Record set

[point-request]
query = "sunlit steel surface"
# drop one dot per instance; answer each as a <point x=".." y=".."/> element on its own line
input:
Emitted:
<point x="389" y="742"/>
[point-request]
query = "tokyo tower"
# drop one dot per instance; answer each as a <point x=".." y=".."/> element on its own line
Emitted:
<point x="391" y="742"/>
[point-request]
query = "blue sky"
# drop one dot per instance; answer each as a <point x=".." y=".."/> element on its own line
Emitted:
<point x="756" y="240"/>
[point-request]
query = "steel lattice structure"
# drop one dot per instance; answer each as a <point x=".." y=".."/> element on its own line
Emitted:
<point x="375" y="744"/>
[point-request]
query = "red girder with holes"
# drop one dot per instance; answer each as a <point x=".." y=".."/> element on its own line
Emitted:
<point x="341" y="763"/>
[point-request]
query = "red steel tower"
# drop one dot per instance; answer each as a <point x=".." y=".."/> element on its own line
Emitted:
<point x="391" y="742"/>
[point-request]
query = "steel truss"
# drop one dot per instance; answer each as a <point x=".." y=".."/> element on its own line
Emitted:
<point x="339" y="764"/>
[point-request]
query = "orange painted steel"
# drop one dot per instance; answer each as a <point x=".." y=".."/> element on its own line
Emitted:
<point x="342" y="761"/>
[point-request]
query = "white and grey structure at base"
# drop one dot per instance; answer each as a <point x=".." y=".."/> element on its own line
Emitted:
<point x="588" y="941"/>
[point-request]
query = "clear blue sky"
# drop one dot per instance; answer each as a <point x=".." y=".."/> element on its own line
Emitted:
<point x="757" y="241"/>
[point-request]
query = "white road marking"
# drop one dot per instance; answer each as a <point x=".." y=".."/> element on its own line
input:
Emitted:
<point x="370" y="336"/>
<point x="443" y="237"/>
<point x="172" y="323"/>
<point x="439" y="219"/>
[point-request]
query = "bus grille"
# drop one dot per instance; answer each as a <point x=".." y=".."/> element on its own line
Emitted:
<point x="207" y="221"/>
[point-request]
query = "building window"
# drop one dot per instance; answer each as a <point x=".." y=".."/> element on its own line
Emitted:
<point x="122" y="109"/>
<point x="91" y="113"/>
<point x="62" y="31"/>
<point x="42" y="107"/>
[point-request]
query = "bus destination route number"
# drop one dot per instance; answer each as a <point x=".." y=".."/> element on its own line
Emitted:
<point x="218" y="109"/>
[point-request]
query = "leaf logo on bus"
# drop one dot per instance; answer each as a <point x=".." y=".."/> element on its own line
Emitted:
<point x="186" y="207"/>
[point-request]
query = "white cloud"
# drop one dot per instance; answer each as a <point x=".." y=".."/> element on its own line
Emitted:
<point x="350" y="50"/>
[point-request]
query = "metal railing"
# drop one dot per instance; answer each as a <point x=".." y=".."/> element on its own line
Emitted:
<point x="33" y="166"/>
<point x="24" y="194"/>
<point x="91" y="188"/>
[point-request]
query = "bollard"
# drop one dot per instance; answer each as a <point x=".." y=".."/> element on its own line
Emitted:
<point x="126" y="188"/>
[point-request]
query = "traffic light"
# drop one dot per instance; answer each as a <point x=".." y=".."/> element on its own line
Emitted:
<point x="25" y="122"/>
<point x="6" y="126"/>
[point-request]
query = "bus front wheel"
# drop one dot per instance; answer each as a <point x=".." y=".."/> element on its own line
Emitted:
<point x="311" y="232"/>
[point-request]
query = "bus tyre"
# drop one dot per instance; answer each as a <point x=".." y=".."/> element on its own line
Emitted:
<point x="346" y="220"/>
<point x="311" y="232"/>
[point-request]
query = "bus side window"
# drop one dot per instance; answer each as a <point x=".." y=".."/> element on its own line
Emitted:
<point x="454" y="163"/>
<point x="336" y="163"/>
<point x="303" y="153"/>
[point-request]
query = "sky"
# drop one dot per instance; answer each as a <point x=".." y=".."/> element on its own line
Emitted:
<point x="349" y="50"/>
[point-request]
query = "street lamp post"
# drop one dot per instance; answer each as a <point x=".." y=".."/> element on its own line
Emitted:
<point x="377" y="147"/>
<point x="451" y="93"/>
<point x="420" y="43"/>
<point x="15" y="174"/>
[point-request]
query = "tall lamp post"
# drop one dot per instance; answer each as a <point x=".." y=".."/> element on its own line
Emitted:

Exercise instructions
List each line in the items above that contains the word "white".

Finished task
query = "white and grey structure at base"
query = "white road marking"
query = "white cloud"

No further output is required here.